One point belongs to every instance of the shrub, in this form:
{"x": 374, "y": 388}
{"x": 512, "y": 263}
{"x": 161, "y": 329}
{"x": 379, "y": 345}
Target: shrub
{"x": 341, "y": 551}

> **Instructions to follow**: Please repeat the listing above, swapping every "shrub" for "bush" and leaving everything else unchanged.

> **Reply**:
One point belongs to every instance of the bush, in this form:
{"x": 374, "y": 388}
{"x": 512, "y": 263}
{"x": 161, "y": 329}
{"x": 379, "y": 345}
Target: bush
{"x": 341, "y": 551}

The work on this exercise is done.